§ **GIVEN PASSAGE**
────────
Take a group of teenagers to whom singing and dancing come naturally, then throw acting into the mix.

That’s the hard part, said Ben Nordstrom, a professional actor, singer and instructor for the Muny’s new educational initiative called the Acting for Musical Theatre program. Students in grades 6 through 12 develop skills to blend acting with song and dance. Classes include improv and scene work, as well as song study and physical movement.

“Acting is more of a challenge for kids this age — being an actor and knowing who you are,” he said. “There are a few kids in the class who are Muny Teens (with experience on stage) and some who maybe haven’t done a thing, or maybe a high school show. They all have to jump into the same pool here. The goal is for them to take away some tools they can use.”

The key? “Listen,” said Ben as he worked with students on scenes from musicals and had them do improv. In a recent class, improvisation involved sitting in an imaginary taxi (four folding chairs) and carrying on an unscripted conversation that changed as passengers got in and out of the cab.

“I don’t want you to ask questions! I want you to talk to one another. Listen to what that person is saying. Go from that!” Ben shouted, laughing as students switched topics/emotions/reactions in the cab. One did nothing but pretend to smoke a cigarette. Another carried an imaginary shotgun on his way to vote for Donald Trump.

There are a few kids in the class who are Muny Teens and some who maybe haven’t done a thing, or maybe a high school show. They all have to jump into the same pool here. The goal is for them to take away some tools they can use.

Ben Nordstrom on the purpose of the class

Students not in the taxi sat or stood nearby, ready to leap into the front passenger seat and get their chance to change the scene.

“Today is a great day!” shouted a grinning Alexis Wooten, 14, as she jumped in and took someone else’s place. Irritated riders stared at her.

“This is just too much for me!” a back-seat passenger moaned, putting his head in his hands. Another asked Alexis to stop being so friendly.

“I’m always like this!” said Alexis, still in character. She is a freshman at the Milburn campus of O’Fallon Township High School who has done most of her singing at church and yearns to do more.

The class has 16 students and meets from 4:30 to 6 p.m. every Thursday for 10 weeks. Another class for younger students meets on Tuesdays. The winter semester ends March 24.
────────
(Region labeling entries)
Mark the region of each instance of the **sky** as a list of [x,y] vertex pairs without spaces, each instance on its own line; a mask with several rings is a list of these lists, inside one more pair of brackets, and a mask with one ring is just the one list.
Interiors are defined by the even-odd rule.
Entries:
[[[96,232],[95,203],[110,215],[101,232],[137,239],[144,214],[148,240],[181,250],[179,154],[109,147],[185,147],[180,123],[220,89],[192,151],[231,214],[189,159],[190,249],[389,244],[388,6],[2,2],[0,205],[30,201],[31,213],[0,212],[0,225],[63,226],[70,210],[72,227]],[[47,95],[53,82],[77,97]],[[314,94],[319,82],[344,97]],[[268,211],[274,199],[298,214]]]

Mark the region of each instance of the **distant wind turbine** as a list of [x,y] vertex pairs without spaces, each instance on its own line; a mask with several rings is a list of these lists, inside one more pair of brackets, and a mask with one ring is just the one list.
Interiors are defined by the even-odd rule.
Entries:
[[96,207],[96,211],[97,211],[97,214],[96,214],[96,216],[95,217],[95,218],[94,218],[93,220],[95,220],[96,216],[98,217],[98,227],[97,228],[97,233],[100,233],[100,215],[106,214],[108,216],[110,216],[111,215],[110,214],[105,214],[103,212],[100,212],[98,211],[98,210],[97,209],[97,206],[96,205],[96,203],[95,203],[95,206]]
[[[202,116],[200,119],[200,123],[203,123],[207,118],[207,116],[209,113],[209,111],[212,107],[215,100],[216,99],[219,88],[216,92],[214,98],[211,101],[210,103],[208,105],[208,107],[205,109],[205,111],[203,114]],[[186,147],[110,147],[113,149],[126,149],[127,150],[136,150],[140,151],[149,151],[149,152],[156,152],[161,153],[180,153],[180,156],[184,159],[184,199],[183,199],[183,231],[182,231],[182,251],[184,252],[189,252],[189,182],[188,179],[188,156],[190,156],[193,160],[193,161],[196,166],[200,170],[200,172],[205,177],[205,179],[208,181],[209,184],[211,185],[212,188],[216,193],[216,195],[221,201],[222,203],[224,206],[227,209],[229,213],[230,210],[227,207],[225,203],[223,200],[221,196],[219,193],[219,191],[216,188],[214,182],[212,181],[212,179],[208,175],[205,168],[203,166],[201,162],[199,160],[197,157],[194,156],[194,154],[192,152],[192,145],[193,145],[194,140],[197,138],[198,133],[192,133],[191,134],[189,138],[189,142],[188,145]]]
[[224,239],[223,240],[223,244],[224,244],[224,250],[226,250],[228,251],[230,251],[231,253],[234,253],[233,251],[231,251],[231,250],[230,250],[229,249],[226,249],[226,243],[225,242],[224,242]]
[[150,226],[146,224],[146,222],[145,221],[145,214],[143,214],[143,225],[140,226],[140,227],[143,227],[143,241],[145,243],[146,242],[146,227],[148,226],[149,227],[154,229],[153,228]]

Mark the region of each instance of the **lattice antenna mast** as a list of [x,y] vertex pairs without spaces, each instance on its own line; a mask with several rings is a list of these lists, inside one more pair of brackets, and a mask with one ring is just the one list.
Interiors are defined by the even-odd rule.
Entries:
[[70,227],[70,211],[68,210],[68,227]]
────────
§ **TASK DIRECTIONS**
Retype the stretch of the Muny acting class article from "The class has" through "ends March 24." word for word. The records are separate material and have no connection to the article.

§ **RESPONSE TO THE EXERCISE**
The class has 16 students and meets from 4:30 to 6 p.m. every Thursday for 10 weeks. Another class for younger students meets on Tuesdays. The winter semester ends March 24.